### Set problem
Render the lines from the start through the one containing "159 46 L 156" as a two-column CSV with the columns request and answer, with one row for each request. Put each request's text and its answer in a quoted field, turning line breaks into spaces.

[Items from a data source]
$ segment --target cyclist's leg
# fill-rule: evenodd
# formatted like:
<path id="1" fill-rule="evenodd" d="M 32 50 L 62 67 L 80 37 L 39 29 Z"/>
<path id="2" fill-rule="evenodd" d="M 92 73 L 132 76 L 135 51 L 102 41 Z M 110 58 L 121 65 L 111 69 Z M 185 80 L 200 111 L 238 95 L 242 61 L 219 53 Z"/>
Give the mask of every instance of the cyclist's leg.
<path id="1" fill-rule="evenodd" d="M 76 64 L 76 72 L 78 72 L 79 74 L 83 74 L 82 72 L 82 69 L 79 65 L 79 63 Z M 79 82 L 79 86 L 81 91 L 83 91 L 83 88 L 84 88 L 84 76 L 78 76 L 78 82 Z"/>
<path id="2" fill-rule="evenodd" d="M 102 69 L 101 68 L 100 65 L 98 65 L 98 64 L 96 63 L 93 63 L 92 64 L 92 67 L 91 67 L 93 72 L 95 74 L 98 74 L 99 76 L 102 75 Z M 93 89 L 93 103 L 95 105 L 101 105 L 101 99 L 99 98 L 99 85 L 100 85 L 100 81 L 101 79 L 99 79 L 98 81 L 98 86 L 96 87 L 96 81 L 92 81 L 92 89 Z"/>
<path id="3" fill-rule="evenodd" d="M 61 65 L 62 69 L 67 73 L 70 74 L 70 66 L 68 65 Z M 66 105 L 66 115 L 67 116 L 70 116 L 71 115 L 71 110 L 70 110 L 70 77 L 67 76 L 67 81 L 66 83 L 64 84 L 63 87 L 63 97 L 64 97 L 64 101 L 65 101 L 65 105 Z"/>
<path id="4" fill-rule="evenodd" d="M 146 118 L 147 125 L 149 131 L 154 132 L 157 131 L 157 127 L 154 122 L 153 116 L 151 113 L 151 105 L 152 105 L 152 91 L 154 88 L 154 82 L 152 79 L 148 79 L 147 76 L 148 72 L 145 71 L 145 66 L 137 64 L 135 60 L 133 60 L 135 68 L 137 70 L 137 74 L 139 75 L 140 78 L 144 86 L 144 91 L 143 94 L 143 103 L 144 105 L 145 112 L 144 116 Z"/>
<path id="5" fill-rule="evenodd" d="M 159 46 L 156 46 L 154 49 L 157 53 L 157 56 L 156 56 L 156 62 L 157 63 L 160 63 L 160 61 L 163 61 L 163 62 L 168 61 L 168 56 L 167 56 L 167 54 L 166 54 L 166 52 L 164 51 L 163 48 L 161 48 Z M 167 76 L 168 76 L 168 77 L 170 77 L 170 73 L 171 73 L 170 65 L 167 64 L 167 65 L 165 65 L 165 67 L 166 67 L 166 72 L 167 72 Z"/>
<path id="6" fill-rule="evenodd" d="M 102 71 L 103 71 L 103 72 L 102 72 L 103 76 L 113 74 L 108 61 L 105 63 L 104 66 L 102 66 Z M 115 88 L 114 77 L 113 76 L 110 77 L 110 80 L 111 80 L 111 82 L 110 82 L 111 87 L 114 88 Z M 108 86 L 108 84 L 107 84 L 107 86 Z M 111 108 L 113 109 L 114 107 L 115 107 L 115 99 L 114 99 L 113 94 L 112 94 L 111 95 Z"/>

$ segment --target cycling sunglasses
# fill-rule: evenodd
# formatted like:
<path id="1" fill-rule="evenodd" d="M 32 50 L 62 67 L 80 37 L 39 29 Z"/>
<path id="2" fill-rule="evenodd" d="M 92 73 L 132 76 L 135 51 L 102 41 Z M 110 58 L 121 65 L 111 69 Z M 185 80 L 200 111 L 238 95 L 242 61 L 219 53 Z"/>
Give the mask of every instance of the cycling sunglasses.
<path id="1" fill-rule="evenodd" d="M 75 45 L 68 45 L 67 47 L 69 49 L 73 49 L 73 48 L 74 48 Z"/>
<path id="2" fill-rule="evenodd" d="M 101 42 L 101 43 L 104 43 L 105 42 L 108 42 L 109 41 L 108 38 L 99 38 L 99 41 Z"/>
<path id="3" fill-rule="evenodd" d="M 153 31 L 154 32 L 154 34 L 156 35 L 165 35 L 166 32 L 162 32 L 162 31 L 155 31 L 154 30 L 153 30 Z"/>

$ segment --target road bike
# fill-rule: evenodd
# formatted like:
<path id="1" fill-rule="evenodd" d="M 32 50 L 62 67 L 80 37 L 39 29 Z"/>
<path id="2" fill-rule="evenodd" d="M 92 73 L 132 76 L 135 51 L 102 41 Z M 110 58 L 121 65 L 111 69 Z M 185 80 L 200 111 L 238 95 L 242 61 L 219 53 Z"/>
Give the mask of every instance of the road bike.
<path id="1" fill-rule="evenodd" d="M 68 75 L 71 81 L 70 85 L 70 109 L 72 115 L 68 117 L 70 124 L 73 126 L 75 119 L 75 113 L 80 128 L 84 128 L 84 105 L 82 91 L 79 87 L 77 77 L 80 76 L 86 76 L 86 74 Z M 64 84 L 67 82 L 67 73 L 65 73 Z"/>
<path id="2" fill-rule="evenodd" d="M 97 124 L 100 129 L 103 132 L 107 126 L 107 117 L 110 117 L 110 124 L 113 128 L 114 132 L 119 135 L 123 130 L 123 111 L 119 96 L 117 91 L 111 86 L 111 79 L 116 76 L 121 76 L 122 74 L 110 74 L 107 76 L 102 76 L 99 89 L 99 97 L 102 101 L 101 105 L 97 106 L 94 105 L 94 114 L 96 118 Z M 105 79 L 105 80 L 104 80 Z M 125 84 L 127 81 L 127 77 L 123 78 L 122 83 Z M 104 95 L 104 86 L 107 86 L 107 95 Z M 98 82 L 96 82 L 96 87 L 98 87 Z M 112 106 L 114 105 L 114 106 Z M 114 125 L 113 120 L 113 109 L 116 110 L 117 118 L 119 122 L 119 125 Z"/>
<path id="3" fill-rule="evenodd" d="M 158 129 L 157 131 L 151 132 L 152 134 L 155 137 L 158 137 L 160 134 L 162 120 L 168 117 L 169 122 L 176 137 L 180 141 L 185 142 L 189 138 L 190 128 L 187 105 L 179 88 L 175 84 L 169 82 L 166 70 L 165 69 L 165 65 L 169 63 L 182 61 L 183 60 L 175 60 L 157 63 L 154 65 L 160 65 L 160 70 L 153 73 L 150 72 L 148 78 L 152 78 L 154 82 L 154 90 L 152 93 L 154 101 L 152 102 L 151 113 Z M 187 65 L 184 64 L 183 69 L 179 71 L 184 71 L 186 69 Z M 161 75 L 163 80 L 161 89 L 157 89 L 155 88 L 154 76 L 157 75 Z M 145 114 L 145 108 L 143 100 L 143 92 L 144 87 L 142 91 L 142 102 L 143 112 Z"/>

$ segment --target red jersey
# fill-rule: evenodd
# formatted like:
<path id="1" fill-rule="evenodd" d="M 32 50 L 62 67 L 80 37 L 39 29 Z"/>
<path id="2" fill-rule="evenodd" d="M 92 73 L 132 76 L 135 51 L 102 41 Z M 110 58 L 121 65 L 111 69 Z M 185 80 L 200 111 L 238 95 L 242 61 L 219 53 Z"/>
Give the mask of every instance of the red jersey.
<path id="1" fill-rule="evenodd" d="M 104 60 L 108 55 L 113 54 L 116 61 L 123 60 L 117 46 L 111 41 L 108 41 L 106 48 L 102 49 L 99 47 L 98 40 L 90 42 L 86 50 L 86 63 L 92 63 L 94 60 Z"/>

### Task answer
request,answer
"$ segment --target cyclist's leg # fill-rule: evenodd # formatted like: <path id=""1"" fill-rule=""evenodd"" d=""M 32 50 L 62 67 L 80 37 L 39 29 Z""/> <path id=""2"" fill-rule=""evenodd"" d=""M 92 73 L 132 76 L 135 51 L 102 41 Z M 110 58 L 121 65 L 111 69 Z M 185 80 L 200 111 L 238 95 L 242 61 L 219 53 Z""/> Give the mask of every instance of the cyclist's leg.","<path id=""1"" fill-rule=""evenodd"" d=""M 76 64 L 76 72 L 78 72 L 79 74 L 83 74 L 82 72 L 82 69 L 79 65 L 79 63 Z M 79 82 L 79 86 L 81 91 L 83 91 L 83 88 L 84 88 L 84 76 L 78 76 L 78 82 Z""/> <path id=""2"" fill-rule=""evenodd"" d=""M 102 69 L 101 68 L 100 65 L 98 65 L 98 64 L 96 63 L 93 63 L 92 64 L 92 67 L 91 67 L 93 72 L 95 74 L 98 74 L 99 76 L 102 75 Z M 93 89 L 93 103 L 95 105 L 101 105 L 101 99 L 99 98 L 99 85 L 100 85 L 100 81 L 101 79 L 99 79 L 98 81 L 98 86 L 96 87 L 96 81 L 92 81 L 92 89 Z""/> <path id=""3"" fill-rule=""evenodd"" d=""M 61 65 L 62 69 L 67 73 L 70 74 L 70 66 L 68 65 Z M 66 105 L 66 115 L 67 116 L 70 116 L 71 115 L 71 110 L 70 110 L 70 77 L 67 76 L 67 81 L 66 83 L 64 84 L 63 87 L 63 97 L 64 97 L 64 101 L 65 101 L 65 105 Z""/> <path id=""4"" fill-rule=""evenodd"" d=""M 146 118 L 147 125 L 149 131 L 154 132 L 157 131 L 157 127 L 154 122 L 153 116 L 151 113 L 151 105 L 152 105 L 152 91 L 154 88 L 154 82 L 152 79 L 148 79 L 147 76 L 148 72 L 145 71 L 145 66 L 137 64 L 135 60 L 133 60 L 135 68 L 137 70 L 137 74 L 139 75 L 140 78 L 144 86 L 144 91 L 143 94 L 143 103 L 144 105 L 145 112 L 144 116 Z""/> <path id=""5"" fill-rule=""evenodd"" d=""M 159 46 L 156 46 L 154 49 L 157 53 L 157 56 L 156 56 L 156 62 L 157 63 L 160 63 L 160 61 L 163 61 L 163 62 L 168 61 L 168 56 L 167 56 L 167 54 L 166 54 L 166 52 L 164 51 L 163 48 L 161 48 Z M 167 76 L 168 76 L 168 77 L 170 77 L 170 73 L 171 73 L 170 65 L 167 64 L 167 65 L 165 65 L 165 67 L 166 67 L 166 72 L 167 72 Z""/>"